***** Information provided *****

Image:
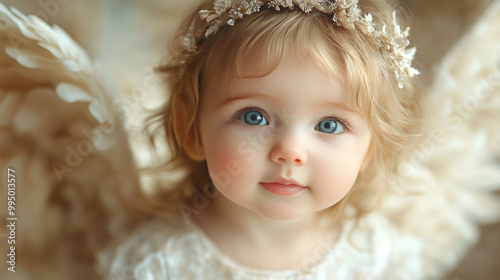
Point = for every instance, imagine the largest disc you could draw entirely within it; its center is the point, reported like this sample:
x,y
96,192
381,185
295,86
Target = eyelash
x,y
340,120
239,113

*****

Problem to work on:
The complete set of records should be written out again, pictures excluded.

Answer to the problem:
Image:
Point = for every instance, imagine the largest disc you could draw entirely within it; its center is the point, reported like this sample:
x,y
96,192
381,185
295,86
Target = eyelash
x,y
340,120
239,113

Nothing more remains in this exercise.